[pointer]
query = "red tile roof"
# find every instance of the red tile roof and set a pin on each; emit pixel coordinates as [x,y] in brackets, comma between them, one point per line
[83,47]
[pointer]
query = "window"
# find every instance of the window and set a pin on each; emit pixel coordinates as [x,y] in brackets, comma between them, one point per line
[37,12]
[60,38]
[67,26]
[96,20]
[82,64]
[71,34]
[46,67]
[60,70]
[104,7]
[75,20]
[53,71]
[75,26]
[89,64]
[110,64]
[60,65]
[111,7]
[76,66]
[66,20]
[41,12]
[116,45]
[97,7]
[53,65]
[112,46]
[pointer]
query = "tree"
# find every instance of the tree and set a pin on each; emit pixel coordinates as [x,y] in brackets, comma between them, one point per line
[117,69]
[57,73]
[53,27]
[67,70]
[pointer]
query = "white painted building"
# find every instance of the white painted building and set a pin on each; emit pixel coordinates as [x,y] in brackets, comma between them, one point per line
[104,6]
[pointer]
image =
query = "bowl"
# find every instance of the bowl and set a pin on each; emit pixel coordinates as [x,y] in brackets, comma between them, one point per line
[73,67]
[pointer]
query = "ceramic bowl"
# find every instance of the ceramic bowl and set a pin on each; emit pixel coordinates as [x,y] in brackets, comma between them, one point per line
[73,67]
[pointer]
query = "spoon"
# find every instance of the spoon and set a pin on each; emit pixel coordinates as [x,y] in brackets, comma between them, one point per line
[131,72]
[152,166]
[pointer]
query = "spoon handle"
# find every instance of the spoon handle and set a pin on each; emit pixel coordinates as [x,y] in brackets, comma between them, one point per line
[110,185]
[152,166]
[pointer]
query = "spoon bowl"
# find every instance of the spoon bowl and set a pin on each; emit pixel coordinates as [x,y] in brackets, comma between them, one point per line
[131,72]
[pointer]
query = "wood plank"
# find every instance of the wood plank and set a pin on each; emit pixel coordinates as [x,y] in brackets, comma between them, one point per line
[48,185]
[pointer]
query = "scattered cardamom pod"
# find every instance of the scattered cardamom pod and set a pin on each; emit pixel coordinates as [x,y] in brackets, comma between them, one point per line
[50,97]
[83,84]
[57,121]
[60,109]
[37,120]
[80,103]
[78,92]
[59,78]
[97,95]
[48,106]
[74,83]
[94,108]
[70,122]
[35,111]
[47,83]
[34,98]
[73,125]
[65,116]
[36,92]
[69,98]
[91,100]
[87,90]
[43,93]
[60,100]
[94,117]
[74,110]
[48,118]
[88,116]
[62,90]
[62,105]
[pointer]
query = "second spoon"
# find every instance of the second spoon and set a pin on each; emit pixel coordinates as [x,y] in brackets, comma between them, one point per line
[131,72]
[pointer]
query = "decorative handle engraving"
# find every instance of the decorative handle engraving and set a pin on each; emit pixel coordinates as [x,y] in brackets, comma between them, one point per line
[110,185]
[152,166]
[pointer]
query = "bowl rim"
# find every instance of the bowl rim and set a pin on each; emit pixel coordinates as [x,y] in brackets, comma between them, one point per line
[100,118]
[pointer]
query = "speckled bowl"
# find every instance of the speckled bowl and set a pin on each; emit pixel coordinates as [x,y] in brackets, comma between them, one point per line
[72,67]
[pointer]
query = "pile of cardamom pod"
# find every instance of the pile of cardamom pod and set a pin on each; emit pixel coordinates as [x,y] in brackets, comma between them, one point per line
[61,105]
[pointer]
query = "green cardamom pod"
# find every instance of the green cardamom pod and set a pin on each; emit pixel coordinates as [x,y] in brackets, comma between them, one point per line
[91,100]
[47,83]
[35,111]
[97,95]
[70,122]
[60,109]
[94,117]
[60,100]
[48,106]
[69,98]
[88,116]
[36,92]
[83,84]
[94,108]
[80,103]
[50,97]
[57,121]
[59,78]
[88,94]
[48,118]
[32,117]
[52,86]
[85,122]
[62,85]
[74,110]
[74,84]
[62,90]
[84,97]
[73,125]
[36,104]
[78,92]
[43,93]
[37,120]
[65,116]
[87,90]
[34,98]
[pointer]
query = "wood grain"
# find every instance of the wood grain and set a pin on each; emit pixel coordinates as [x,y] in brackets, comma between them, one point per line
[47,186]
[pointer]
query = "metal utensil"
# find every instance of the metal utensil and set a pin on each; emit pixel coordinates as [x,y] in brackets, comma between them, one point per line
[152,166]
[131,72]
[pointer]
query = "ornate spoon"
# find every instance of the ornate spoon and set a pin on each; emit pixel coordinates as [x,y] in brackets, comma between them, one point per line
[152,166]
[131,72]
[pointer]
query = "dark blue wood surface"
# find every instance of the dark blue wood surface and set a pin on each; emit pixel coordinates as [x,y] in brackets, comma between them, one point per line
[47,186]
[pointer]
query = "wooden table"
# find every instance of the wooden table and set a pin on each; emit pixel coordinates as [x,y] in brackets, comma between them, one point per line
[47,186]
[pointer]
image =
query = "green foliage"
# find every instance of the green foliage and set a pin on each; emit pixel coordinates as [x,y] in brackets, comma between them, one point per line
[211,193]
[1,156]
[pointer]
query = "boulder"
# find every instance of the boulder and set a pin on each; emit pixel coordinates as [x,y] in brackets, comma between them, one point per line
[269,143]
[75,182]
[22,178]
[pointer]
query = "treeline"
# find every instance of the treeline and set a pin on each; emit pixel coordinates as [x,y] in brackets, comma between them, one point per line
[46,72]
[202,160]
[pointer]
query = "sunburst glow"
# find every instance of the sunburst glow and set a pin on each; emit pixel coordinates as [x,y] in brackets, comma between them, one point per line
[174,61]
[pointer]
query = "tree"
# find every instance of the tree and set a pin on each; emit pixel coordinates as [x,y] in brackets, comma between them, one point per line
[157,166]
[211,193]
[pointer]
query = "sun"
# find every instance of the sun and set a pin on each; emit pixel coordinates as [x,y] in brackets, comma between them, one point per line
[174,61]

========

Write out all the entries exactly.

### OUTPUT FOR THIS EXERCISE
[pointer]
query = "red tile roof"
# find every instance of the red tile roof and set a pin on each; emit pixel coordinates as [x,y] in brackets, comma between them, one point per line
[83,47]
[pointer]
query = "window"
# find every instance of the window and set a pin on each; emit pixel coordinates as [x,y] in brackets, comma between them, one point per line
[37,12]
[60,38]
[67,26]
[96,20]
[82,64]
[71,34]
[46,67]
[60,70]
[104,7]
[75,20]
[53,71]
[75,26]
[89,64]
[110,64]
[60,65]
[111,7]
[76,66]
[66,20]
[41,12]
[116,45]
[97,7]
[53,65]
[112,46]
[pointer]
query = "tree"
# find every instance of the tree and set a pin on each; emit pixel coordinates as [x,y] in brackets, comma between them, one point per line
[117,69]
[57,73]
[53,27]
[67,70]
[pointer]
query = "white painted building"
# find every instance of the white painted building and set a pin on each; emit pixel coordinates as [x,y] in brackets, comma between them, one point per line
[104,6]
[pointer]
image =
query = "bowl"
# find every instance of the bowl and set a pin on each; emit pixel coordinates as [x,y] in brackets, comma between them, one point per line
[73,67]
[pointer]
query = "ceramic bowl"
# find every instance of the ceramic bowl and set a pin on each; emit pixel coordinates as [x,y] in brackets, comma between them, one point per line
[73,67]
[pointer]
query = "spoon"
# find every instance of the spoon and set a pin on each; emit pixel coordinates as [x,y] in brackets, comma between them, one point per line
[131,72]
[152,166]
[pointer]
query = "spoon handle"
# find every instance of the spoon handle and set a pin on each; emit pixel coordinates as [x,y] in brackets, comma between them, one point per line
[110,185]
[152,166]
[pointer]
query = "spoon bowl"
# find every instance of the spoon bowl and set a pin on each; emit pixel coordinates as [x,y] in brackets, comma between them, one point per line
[131,72]
[pointer]
query = "wood plank"
# find every instance of the wood plank and set a pin on each; emit pixel coordinates as [x,y] in brackets, comma between them, one point per line
[48,185]
[pointer]
query = "scattered cardamom pod"
# find every instance of the scattered cardamom pod and set a pin on each; emit pixel coordinates as [x,y] in brackets, comma between them, one point per line
[50,97]
[83,84]
[57,121]
[60,109]
[37,120]
[80,103]
[78,92]
[59,78]
[97,95]
[48,106]
[74,83]
[94,108]
[70,122]
[35,111]
[47,83]
[34,98]
[73,125]
[65,116]
[36,92]
[69,98]
[91,100]
[87,90]
[43,93]
[60,100]
[94,117]
[74,110]
[48,118]
[88,116]
[62,90]
[62,105]
[pointer]
query = "second spoon"
# find every instance of the second spoon and set a pin on each; emit pixel coordinates as [x,y] in brackets, comma between them, one point per line
[131,72]
[pointer]
query = "decorative handle engraving"
# find every instance of the decorative handle engraving and set a pin on each; emit pixel coordinates as [x,y] in brackets, comma between them, one point per line
[110,185]
[152,166]
[pointer]
query = "bowl rim"
# find every instance of the bowl rim and set a pin on each; emit pixel coordinates as [x,y] in brackets, comma between them, one point per line
[100,118]
[pointer]
query = "speckled bowl"
# find every instance of the speckled bowl and set a pin on each; emit pixel coordinates as [x,y] in brackets, comma between them, one point per line
[72,67]
[pointer]
query = "pile of cardamom pod"
# find every instance of the pile of cardamom pod and set a pin on each; emit pixel coordinates as [x,y] in brackets, comma between them, one point per line
[61,105]
[pointer]
query = "green cardamom pod"
# find every instance of the green cardamom pod and set a pin on each; emit pixel coordinates as [x,y] in brackets, comma between them, one point per line
[91,100]
[47,83]
[35,111]
[97,95]
[70,122]
[60,109]
[94,117]
[60,100]
[48,106]
[69,98]
[88,116]
[36,92]
[83,84]
[94,108]
[80,103]
[50,97]
[57,121]
[59,78]
[88,94]
[48,118]
[32,117]
[52,86]
[85,122]
[62,85]
[74,110]
[74,84]
[62,90]
[84,97]
[73,125]
[36,104]
[78,92]
[43,93]
[37,120]
[65,116]
[87,90]
[34,98]
[pointer]
query = "wood grain"
# find every instance of the wood grain and set a pin on each; emit pixel coordinates as [x,y] in brackets, comma between them, one point per line
[47,186]
[pointer]
query = "metal utensil"
# find every instance of the metal utensil and set a pin on each; emit pixel coordinates as [x,y] in brackets, comma between them, one point per line
[152,166]
[131,72]
[pointer]
query = "ornate spoon"
# find every instance of the ornate spoon and set a pin on each; emit pixel coordinates as [x,y] in brackets, comma between them, one point per line
[152,166]
[131,72]
[pointer]
query = "dark blue wood surface"
# find every instance of the dark blue wood surface and set a pin on each; emit pixel coordinates as [x,y] in brackets, comma between them, one point per line
[47,186]
[pointer]
query = "wooden table"
# find every instance of the wooden table and set a pin on each; emit pixel coordinates as [x,y] in brackets, comma between them, one point per line
[47,186]
[pointer]
image =
query = "green foliage"
# find every instance of the green foliage and set a pin on each; emit pixel coordinates as [x,y] in brackets, comma between them, one point per line
[211,193]
[1,156]
[pointer]
query = "boulder"
# find every instance of the boulder and set a pin on each; emit pixel coordinates as [x,y] in brackets, comma between them, one point per line
[269,143]
[75,182]
[22,178]
[pointer]
query = "treeline"
# find every instance of the treeline and set a pin on each; emit pixel coordinates as [x,y] in brackets, comma between them, one point per line
[46,72]
[202,160]
[pointer]
query = "sunburst glow"
# find every instance of the sunburst glow and set a pin on each; emit pixel coordinates as [x,y] in brackets, comma between them, one point per line
[174,61]
[pointer]
query = "tree"
# find every instance of the tree and set a pin on each; emit pixel coordinates as [x,y] in brackets, comma between them, one point per line
[157,166]
[211,193]
[pointer]
query = "sun"
# find every instance of the sun and set a pin on each; emit pixel coordinates as [x,y] in brackets, comma between them, one point per line
[174,61]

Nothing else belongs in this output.